_Directions_
In full and without alteration, give the listing again.

%%

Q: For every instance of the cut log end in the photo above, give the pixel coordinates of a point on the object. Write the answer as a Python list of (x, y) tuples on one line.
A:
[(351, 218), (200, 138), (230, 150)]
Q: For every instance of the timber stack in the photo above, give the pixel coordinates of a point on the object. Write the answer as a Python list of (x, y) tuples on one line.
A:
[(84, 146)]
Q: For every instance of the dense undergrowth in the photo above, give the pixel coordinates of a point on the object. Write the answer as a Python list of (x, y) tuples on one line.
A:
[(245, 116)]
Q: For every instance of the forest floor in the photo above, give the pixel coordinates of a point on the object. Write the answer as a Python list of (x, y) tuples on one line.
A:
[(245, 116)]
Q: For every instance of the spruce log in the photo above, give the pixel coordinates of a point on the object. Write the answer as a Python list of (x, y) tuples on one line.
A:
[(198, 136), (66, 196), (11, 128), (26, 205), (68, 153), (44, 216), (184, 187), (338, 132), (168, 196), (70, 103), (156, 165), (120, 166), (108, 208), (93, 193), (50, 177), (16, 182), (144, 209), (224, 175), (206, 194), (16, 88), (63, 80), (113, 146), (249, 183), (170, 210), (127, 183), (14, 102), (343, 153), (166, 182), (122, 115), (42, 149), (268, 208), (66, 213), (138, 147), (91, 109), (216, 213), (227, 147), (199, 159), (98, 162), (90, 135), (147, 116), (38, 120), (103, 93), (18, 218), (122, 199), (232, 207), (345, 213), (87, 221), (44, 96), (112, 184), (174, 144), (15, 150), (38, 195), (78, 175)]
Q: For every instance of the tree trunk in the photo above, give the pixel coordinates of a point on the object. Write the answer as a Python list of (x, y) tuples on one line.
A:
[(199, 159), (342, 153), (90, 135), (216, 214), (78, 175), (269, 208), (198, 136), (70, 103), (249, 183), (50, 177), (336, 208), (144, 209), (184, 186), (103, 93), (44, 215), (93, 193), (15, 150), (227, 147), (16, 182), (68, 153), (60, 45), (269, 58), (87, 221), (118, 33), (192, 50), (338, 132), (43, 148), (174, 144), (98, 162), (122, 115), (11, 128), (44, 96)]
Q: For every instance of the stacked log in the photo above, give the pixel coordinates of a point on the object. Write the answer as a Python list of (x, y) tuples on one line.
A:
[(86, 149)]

%%

_Expected answer_
Q: For every instance of the cut log end in the photo above, give the pixel coordinates of a point on the object. Write the answer as a Python list of (x, y) tuples on one line.
A:
[(351, 218), (200, 138), (230, 150)]
Q: For every instance of the timber stack in the photo above, give the pixel coordinates of a point on the object. Write the answer as a Python list of (x, y) tuples on one line.
A:
[(84, 146)]
Q: For every instance of the dense undergrowth in the photo above, give the pixel coordinates of a point on the object. Write the answer as a Python list of (x, y) tuples on one line.
A:
[(245, 116)]
Q: For every instance of the forest floor in the photo above, give the pixel coordinates of a point on the object. Write the answer as a Python list of (x, y) tuples on one line.
A:
[(245, 116)]
Q: For every instance of the spruce log in the photo above, give the pixel coordinates of a point on the object. Write the answer as a Python list of (x, y) tuples on one line.
A:
[(198, 136), (66, 196), (11, 128), (26, 205), (68, 153), (44, 216), (184, 187), (338, 132), (168, 196), (70, 103), (156, 165), (120, 166), (108, 208), (93, 193), (50, 177), (16, 182), (144, 209), (224, 175), (206, 194), (16, 88), (63, 80), (113, 146), (249, 183), (170, 210), (127, 183), (14, 102), (343, 153), (166, 182), (122, 115), (42, 149), (268, 208), (66, 213), (138, 147), (91, 109), (216, 213), (227, 147), (199, 159), (98, 162), (90, 135), (147, 116), (38, 120), (103, 93), (18, 218), (122, 199), (232, 207), (345, 213), (87, 221), (44, 96), (112, 184), (174, 144), (15, 150), (38, 195), (78, 175)]
Q: For every instance of the tree trunk in the photo above, give the pixel coordinates of a point on the object. Write the answer as a Python list of (x, y) tuples on one line.
A:
[(199, 159), (342, 153), (90, 135), (216, 214), (78, 175), (269, 208), (198, 136), (70, 103), (249, 183), (50, 177), (336, 208), (144, 209), (184, 186), (103, 93), (44, 215), (93, 193), (15, 150), (227, 147), (16, 182), (68, 153), (60, 45), (269, 58), (87, 221), (118, 33), (192, 50), (338, 132), (43, 148), (174, 144), (98, 162), (122, 115), (11, 128), (44, 96)]
Q: For every instance of the stacked log in the photo above, give the pixel coordinates of a point on the object. Write the answer as a Python list of (x, y) tuples on one line.
A:
[(86, 149)]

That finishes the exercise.